▼▼▼
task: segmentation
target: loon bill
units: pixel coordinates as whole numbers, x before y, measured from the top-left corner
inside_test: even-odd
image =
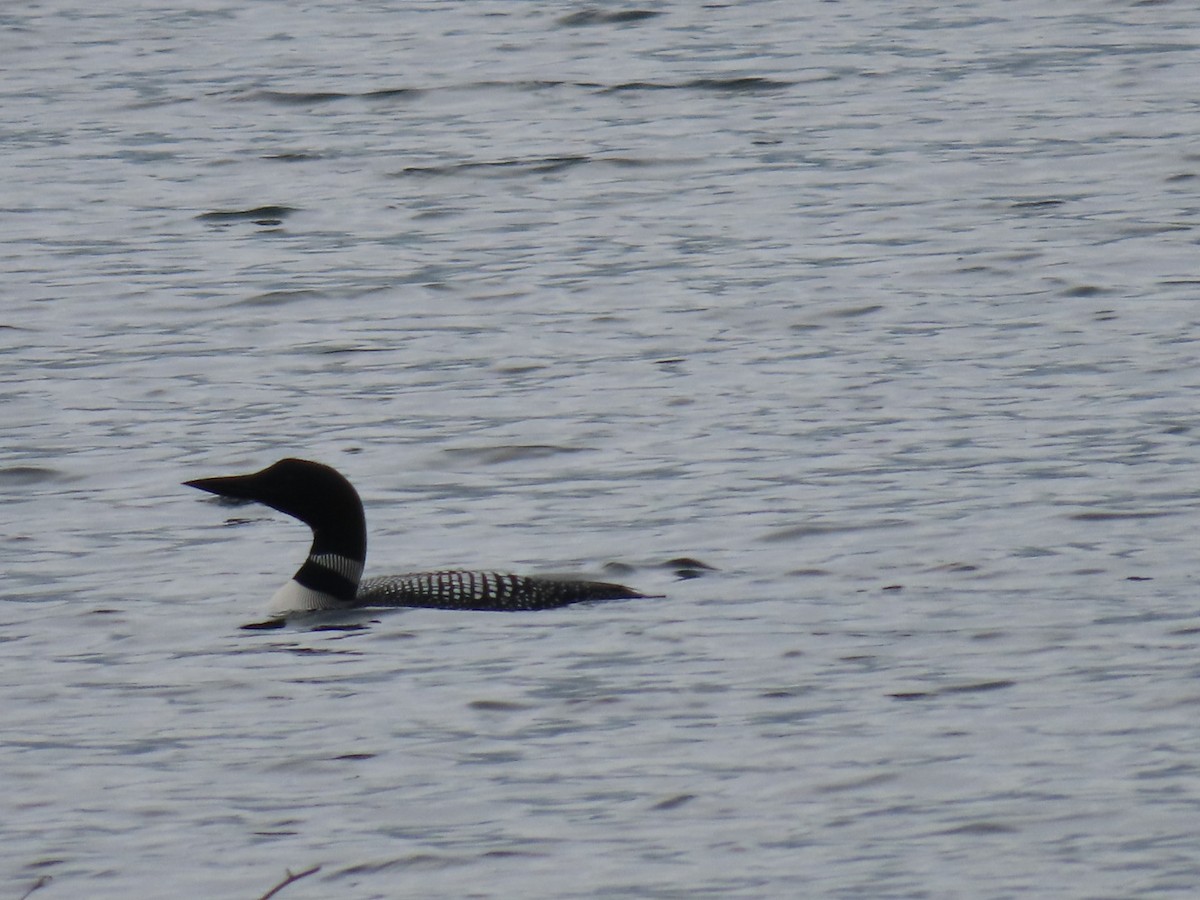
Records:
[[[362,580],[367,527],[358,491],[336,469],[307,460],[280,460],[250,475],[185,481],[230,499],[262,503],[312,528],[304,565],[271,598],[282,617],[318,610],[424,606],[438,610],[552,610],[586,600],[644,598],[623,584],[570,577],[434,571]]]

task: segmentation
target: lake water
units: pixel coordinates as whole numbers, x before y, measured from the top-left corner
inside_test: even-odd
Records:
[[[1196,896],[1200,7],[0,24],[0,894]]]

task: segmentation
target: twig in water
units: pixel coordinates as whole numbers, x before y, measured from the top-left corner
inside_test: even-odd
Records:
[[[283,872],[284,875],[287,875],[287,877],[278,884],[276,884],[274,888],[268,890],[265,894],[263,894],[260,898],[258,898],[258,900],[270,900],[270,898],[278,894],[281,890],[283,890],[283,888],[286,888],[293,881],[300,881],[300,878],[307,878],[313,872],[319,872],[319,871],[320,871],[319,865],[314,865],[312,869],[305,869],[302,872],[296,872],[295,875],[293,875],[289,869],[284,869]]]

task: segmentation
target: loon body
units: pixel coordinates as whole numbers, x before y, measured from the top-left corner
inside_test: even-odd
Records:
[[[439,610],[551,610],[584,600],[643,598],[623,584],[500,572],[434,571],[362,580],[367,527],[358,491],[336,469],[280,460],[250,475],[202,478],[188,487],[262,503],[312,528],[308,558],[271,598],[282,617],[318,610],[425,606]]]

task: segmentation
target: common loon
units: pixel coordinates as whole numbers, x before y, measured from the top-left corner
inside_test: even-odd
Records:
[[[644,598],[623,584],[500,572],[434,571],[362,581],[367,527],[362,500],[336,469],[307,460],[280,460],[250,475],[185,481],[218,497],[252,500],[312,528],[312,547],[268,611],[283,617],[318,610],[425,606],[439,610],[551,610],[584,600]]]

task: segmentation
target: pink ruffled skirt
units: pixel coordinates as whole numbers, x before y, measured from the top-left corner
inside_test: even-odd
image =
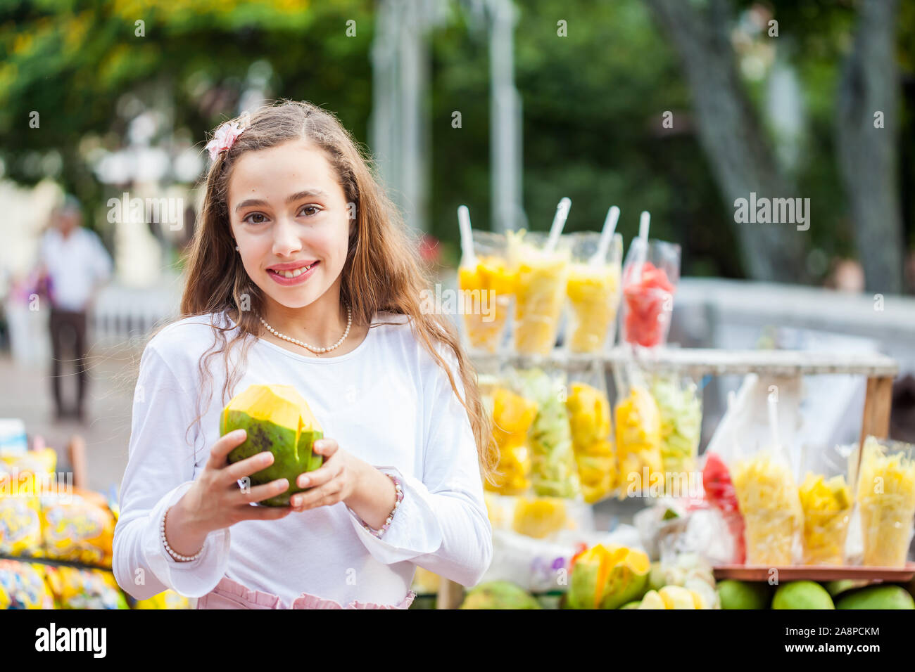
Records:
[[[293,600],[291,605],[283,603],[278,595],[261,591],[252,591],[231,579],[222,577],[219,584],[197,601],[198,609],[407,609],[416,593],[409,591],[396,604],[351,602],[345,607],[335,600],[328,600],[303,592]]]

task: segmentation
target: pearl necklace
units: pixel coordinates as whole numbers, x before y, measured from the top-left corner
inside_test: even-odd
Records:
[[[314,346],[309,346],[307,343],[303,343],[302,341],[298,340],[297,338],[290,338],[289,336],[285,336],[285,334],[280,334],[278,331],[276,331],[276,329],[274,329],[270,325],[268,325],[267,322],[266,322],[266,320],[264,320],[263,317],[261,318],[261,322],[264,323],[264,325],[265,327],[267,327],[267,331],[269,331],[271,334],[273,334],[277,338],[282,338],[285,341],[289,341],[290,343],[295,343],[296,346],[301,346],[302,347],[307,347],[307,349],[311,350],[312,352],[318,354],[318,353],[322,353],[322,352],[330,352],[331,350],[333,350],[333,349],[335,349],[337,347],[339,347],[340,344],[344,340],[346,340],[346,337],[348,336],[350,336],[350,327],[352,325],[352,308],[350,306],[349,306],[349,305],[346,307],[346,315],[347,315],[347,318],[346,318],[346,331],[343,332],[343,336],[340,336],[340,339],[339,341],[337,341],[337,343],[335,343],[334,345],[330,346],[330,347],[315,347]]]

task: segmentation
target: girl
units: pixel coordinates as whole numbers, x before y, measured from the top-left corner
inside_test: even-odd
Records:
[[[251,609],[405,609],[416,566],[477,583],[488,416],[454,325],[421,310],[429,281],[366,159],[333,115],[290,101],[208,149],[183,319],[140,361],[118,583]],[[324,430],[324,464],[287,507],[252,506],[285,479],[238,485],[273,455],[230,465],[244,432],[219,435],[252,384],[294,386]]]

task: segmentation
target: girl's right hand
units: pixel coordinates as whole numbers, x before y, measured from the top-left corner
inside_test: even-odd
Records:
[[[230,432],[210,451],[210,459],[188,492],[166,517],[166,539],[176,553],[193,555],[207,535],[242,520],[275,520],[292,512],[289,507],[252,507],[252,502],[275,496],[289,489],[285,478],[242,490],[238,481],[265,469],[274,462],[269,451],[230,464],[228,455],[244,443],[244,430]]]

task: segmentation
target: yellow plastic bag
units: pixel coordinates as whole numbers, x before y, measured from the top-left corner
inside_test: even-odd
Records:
▲▲▲
_Short exercise_
Rewrite the stretch from the start of the records through the line containing "[[[1196,896],[1200,7],[0,24],[0,894]]]", including the requests, and offset every coordinate in the answers by adding -108 to it. Leave the pictures out of your reply.

_Result of this task_
task: segmentation
target: loon bill
units: pixel coordinates as whole numbers, x before y, measured from the top-left corner
inside_test: even-odd
image =
Records:
[[[254,472],[259,419],[250,383],[228,361],[199,352],[172,352],[142,367],[77,373],[122,391],[154,395],[204,420],[196,457],[163,490],[174,509],[210,502],[316,498],[330,502],[444,502],[478,492],[536,490],[515,476],[462,469],[326,463]]]

task: segmentation
target: lake water
units: pixel coordinates as whole numbers, x before y, measured from the top-left corner
inside_test: even-odd
Records:
[[[1088,788],[1092,-101],[-108,-84],[-108,786]]]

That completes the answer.